Kindheit und Jugend[Bearbeiten | Quelltext bearbeiten]

Seine frühe Kindheit verbrachte er im Dorf Mömerzheim in der Nähe von Bonn. Der Vater fiel im Ersten Weltkrieg und seine Mutter starb kurz darauf. Er und seine drei Geschwister wuchsen bei ihrer Schwester auf, die mit einem Staatsbeamten verheiratet war. Nach seiner Ausbildung am humanistischen Beethoven-Gymnasium Bonn bezog er zum Medizinstudium die Universität Freiburg i. Br.

Aufgaben -
[A] Prüfe, ob die Aussagen mit dem Textauszug übereinstimmen: (i) Seine frühe Kindheit verbrachte er in Bonn. (ii) Er hatte drei Geschwister. (iii) Die Schwester seiner Mutter war mit einem Arzt verheiratet. Antworte jeweils mit Ja oder Nein und zitiere die entscheidenden Worte wörtlich.
[B] Welche Schule besuchte er laut dem Textauszug vor dem Studium?
[C] Fahre mit dem Textauszug über seine Kindheit und Jugend fort, im Anschluss an den letzten Satz.
Die Datensätze sind vom Textauszug unabhängiges Material.

Vorliegende Datensätze -
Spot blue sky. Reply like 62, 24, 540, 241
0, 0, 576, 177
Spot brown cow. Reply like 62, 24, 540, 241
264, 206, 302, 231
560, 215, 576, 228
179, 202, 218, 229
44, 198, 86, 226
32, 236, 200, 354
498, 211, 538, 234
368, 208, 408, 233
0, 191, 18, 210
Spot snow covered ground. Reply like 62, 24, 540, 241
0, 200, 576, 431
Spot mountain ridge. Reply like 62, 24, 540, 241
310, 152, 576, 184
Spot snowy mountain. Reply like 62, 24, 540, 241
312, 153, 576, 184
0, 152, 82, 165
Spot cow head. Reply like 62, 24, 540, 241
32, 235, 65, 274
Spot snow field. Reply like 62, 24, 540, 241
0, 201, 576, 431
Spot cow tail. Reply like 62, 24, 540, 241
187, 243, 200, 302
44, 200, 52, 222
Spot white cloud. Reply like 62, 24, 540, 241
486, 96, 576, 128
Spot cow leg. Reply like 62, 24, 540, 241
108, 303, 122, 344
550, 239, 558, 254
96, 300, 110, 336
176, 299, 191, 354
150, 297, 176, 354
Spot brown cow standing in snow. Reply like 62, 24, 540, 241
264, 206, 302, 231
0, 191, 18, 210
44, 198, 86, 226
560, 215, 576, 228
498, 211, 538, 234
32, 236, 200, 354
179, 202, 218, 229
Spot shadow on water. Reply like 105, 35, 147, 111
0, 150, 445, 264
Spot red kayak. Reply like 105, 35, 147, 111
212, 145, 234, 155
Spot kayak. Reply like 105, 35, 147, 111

Antworten der Reihenfolge -
[A]
(i) Nein: „im Dorf Mömerzheim in der Nähe von Bonn“
(ii) Ja: „Er und seine drei Geschwister“
(iii) Nein: „die mit einem Staatsbeamten verheiratet war“

[B] Das humanistische Beethoven-Gymnasium Bonn.

[C]
Während seines Medizinstudiums gehörte er einer katholischen Studentenverbindung an, die sich von den Aktivitäten der Nationalsozialistische Deutsche Arbeiterpartei distanzierte. Er beteiligte sich unter anderem an Protesten gegen die unwürdige Entlassung von Siegfried Thannhauser. Nach dem Studium diente er bei der Flakartillerie der Luftwaffe. Aufgrund seiner Einstellung drohte ihm eine Strafkompanie, aber es gelang ihm, in den Innendienst des Reichsluftfahrtministerium versetzt zu werden. Von dort wurde er 1942 nach Krakau beordert, um die Leitung von Kinderkliniken zu übernehmen.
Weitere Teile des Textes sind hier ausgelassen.